**Instruction**
Copy the items below verbatim, starting from their first line and ending with the line that contains "M 430 461 L", inclusive. Reproduce only that span.

**Information given**
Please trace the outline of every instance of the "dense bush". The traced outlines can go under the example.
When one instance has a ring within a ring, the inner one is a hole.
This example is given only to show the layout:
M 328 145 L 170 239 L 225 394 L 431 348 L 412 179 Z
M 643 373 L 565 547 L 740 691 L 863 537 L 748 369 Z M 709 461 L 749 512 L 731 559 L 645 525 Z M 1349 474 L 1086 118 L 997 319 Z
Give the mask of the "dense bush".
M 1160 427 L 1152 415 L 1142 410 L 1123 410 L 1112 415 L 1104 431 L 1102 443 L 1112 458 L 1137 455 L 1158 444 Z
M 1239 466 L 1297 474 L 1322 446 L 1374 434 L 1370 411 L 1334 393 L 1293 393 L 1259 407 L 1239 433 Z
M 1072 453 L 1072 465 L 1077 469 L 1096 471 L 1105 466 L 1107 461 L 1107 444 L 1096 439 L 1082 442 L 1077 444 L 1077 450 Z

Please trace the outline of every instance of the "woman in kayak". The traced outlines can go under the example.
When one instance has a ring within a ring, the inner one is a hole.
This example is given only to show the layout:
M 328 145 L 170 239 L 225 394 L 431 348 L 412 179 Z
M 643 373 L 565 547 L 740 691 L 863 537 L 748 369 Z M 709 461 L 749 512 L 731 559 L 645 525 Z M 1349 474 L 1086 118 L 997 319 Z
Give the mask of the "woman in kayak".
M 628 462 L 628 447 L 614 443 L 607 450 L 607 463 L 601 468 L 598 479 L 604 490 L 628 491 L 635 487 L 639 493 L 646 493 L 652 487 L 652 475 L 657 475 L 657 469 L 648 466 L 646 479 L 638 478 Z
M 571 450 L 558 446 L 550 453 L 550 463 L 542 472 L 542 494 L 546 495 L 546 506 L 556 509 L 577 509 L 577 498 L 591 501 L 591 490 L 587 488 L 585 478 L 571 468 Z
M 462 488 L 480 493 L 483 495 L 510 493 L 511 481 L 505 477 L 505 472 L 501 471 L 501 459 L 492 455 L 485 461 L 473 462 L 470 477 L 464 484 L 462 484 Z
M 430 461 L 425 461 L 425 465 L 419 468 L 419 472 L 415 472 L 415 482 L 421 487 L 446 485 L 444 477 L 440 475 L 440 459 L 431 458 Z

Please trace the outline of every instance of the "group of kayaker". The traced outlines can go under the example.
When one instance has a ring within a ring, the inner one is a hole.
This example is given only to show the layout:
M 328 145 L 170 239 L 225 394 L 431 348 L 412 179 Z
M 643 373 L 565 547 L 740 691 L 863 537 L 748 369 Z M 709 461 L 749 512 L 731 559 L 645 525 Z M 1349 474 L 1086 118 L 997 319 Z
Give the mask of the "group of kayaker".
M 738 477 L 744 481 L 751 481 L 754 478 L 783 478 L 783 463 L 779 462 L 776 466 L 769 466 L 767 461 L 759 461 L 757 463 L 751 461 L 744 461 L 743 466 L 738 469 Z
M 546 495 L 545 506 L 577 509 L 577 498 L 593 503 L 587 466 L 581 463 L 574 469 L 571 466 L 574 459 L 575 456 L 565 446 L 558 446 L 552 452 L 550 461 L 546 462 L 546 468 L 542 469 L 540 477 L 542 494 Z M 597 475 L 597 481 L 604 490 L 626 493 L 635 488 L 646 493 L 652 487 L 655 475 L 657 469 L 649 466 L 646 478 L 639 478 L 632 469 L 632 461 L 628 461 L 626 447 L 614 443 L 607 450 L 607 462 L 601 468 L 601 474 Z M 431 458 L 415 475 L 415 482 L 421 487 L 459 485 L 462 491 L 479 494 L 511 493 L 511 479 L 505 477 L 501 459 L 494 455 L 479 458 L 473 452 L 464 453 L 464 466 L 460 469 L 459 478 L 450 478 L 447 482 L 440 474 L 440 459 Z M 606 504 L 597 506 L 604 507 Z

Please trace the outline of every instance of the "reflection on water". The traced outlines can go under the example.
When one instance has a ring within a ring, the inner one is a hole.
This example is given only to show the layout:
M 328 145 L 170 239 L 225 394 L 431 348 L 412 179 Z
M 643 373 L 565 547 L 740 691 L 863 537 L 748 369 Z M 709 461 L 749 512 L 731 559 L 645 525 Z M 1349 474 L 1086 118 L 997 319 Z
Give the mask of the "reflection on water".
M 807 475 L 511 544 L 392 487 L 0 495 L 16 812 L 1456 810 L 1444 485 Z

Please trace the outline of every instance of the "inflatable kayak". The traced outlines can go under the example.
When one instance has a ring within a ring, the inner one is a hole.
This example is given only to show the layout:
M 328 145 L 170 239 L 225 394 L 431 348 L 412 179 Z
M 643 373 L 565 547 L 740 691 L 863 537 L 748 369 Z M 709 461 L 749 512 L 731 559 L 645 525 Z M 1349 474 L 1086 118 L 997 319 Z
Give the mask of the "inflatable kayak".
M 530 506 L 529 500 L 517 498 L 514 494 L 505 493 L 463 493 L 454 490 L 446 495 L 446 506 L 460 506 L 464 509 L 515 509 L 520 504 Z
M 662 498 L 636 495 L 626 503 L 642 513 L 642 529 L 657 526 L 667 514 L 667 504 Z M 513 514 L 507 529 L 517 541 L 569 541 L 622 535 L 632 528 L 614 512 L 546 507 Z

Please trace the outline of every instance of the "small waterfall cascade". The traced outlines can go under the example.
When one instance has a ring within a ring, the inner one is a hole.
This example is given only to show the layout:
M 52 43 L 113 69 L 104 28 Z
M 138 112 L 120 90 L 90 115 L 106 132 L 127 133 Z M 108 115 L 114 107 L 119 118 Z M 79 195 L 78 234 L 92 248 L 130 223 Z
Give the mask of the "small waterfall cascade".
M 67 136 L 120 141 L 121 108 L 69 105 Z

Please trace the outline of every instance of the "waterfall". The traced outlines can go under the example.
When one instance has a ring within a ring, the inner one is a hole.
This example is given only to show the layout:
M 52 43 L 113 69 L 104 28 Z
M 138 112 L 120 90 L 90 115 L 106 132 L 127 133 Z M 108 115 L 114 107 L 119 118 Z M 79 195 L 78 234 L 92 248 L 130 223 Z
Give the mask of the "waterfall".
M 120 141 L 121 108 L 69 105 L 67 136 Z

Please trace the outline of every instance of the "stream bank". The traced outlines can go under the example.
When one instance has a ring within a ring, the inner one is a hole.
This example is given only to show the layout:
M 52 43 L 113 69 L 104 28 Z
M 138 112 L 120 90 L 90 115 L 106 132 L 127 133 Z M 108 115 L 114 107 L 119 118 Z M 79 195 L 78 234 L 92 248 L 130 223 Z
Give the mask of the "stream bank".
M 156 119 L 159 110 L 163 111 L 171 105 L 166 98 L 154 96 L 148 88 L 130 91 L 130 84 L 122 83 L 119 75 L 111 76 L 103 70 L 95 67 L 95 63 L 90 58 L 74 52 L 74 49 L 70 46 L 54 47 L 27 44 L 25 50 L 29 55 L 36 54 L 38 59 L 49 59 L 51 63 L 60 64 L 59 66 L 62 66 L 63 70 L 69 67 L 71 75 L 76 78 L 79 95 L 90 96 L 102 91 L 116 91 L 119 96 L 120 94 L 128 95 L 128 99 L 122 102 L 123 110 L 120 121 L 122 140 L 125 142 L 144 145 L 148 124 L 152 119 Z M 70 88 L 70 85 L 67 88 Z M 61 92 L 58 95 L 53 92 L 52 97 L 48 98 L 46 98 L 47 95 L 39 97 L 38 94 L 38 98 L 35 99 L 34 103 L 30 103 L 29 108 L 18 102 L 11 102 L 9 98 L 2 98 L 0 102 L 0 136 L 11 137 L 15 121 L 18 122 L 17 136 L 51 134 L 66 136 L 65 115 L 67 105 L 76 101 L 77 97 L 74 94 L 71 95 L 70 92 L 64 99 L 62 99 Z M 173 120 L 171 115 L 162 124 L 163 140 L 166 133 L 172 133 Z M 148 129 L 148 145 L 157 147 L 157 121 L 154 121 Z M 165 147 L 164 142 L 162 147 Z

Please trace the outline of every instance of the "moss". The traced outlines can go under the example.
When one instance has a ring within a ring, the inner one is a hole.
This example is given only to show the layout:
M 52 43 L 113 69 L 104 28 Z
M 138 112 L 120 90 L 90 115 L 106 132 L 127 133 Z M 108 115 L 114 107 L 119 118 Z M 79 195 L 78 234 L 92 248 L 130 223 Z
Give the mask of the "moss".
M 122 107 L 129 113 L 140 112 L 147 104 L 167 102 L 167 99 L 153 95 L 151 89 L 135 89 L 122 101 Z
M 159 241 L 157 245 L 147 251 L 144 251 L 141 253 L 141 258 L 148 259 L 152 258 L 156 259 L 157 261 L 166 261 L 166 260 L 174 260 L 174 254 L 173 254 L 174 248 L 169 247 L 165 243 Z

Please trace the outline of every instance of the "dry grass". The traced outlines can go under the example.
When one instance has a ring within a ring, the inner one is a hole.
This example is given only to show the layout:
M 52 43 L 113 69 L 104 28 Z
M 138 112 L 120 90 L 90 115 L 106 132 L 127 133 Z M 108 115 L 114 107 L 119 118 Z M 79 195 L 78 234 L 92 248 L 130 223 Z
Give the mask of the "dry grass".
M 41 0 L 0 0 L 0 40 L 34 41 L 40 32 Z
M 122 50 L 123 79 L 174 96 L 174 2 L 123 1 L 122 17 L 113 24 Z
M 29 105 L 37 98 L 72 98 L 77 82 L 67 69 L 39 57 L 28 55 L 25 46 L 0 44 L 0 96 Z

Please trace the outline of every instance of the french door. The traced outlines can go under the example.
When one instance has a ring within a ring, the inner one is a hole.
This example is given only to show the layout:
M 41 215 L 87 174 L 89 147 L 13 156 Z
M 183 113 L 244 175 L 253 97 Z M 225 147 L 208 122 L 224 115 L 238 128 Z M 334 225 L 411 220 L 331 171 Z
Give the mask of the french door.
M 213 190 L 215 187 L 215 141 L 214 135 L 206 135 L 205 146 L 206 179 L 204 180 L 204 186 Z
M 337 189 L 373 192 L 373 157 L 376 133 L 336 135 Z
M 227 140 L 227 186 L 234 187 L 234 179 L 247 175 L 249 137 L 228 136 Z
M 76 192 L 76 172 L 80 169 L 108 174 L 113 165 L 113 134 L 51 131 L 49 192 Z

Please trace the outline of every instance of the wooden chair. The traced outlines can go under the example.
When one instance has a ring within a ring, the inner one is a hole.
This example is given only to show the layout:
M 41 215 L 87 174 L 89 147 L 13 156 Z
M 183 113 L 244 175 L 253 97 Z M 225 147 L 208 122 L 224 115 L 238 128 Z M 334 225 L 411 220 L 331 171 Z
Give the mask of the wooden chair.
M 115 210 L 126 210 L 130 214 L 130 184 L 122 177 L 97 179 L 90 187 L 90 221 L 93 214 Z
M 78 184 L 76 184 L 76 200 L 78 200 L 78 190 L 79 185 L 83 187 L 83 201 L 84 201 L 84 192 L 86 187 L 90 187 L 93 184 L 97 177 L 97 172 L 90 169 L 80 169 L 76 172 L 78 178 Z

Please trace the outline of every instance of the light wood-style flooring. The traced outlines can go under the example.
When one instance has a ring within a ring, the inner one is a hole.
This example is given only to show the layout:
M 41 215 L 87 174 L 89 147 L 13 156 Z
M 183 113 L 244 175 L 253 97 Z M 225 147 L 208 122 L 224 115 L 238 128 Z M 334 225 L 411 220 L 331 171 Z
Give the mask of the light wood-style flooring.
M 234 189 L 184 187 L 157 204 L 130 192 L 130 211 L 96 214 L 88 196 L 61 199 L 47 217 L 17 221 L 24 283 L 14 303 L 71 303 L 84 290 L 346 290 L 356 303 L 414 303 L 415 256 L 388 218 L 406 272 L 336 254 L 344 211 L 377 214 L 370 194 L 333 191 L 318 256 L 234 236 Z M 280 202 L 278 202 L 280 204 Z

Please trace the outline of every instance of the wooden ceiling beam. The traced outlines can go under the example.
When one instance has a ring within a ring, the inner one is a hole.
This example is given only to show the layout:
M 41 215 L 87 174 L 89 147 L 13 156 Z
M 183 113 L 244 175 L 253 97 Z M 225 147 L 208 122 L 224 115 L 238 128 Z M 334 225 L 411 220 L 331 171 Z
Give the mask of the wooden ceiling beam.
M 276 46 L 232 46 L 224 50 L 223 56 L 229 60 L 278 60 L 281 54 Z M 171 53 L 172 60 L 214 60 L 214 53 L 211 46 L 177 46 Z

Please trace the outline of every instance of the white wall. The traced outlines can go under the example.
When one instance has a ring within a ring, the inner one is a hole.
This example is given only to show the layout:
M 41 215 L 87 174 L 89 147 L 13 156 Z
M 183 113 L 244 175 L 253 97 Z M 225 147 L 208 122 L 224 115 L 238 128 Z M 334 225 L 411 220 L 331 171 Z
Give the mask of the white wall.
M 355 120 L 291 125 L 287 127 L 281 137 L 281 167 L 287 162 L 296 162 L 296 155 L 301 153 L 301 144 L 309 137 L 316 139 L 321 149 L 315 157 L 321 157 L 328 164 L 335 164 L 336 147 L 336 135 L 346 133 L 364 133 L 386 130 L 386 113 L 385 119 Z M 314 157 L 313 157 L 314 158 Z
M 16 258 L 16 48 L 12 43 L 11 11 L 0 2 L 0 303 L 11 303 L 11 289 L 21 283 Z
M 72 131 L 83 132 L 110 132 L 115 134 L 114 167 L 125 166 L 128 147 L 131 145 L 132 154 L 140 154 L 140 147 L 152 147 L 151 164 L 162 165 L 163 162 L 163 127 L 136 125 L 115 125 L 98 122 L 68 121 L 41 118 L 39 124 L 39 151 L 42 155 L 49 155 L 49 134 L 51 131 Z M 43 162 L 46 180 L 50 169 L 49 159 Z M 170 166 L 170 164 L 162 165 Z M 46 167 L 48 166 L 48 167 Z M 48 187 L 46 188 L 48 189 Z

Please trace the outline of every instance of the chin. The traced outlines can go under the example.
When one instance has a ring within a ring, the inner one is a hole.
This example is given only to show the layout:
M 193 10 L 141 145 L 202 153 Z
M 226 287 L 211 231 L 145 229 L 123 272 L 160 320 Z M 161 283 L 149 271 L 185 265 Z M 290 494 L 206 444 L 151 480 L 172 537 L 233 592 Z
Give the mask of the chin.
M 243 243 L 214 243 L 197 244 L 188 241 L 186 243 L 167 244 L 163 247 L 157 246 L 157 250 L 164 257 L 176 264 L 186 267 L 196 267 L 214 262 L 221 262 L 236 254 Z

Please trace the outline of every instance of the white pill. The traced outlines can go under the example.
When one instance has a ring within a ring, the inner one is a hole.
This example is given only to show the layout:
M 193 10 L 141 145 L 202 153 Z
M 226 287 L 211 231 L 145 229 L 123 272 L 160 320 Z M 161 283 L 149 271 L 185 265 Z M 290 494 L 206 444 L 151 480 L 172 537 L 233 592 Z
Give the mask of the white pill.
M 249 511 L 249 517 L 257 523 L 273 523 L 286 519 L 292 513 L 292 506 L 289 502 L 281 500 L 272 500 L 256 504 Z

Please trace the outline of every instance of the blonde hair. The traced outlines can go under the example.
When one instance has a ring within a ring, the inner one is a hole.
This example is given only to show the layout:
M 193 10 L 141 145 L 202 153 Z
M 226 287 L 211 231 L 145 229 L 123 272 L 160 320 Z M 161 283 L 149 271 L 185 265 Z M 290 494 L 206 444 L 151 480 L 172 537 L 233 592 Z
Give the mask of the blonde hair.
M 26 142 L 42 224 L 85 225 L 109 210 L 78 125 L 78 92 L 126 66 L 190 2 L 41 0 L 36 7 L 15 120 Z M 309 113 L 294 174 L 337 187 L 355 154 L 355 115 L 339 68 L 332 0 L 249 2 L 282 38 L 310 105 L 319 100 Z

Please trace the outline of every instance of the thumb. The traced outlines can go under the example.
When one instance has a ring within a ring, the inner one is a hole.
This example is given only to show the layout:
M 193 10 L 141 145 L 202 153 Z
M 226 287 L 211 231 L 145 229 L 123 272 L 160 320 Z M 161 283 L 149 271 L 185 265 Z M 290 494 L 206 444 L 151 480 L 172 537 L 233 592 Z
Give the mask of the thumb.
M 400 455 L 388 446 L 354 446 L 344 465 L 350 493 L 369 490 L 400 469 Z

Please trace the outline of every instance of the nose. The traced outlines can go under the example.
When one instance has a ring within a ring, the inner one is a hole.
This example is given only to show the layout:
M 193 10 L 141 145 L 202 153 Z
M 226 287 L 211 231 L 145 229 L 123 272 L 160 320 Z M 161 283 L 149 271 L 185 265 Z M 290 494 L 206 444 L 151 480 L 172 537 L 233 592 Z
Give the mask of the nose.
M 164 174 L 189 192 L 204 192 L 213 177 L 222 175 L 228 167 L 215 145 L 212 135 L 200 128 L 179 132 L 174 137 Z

**In response**
Please trace the outline of every instance of the "dense bush". The traced outlines can go under the example.
When one instance has a ring within a ring, the inner one is a hole.
This example is given only to show the layout:
M 328 145 L 170 239 L 225 394 L 431 348 L 412 179 Z
M 643 373 L 565 547 L 740 691 L 863 537 L 748 369 Z M 709 461 L 749 512 L 731 559 L 645 525 Z M 1349 474 L 1086 118 L 997 319 Z
Give the mask of the "dense bush".
M 1160 427 L 1152 415 L 1142 410 L 1123 410 L 1112 415 L 1104 431 L 1102 443 L 1112 458 L 1137 455 L 1158 444 Z
M 1239 466 L 1297 474 L 1322 446 L 1374 434 L 1370 411 L 1334 393 L 1293 393 L 1259 407 L 1239 433 Z
M 1072 453 L 1072 465 L 1077 469 L 1096 471 L 1105 466 L 1107 461 L 1107 444 L 1096 439 L 1082 442 L 1077 444 L 1077 450 Z

Please trace the outline of every instance of the "woman in kayak". The traced outlines can go under the example.
When one instance has a ring within a ring, the inner one is a hole.
This example is given only to show the layout:
M 328 145 L 170 239 L 225 394 L 431 348 L 412 179 Z
M 643 373 L 565 547 L 740 691 L 863 537 L 748 369 Z M 709 461 L 749 512 L 731 559 L 645 525 Z M 1349 474 L 1086 118 L 997 319 Z
Give the mask of the "woman in kayak".
M 628 462 L 628 447 L 614 443 L 607 450 L 607 463 L 601 468 L 598 479 L 604 490 L 628 491 L 635 487 L 639 493 L 646 493 L 652 487 L 652 475 L 657 475 L 657 469 L 648 466 L 646 479 L 638 478 Z
M 571 450 L 558 446 L 550 453 L 550 463 L 542 472 L 542 494 L 546 495 L 546 506 L 556 509 L 577 509 L 577 498 L 591 501 L 591 490 L 587 488 L 585 478 L 571 468 Z
M 462 488 L 480 493 L 483 495 L 510 493 L 511 481 L 505 477 L 505 472 L 501 471 L 501 459 L 492 455 L 485 461 L 473 462 L 470 477 L 464 484 L 462 484 Z
M 430 461 L 425 461 L 425 465 L 419 468 L 419 472 L 415 472 L 415 482 L 421 487 L 446 485 L 444 477 L 440 475 L 440 459 L 431 458 Z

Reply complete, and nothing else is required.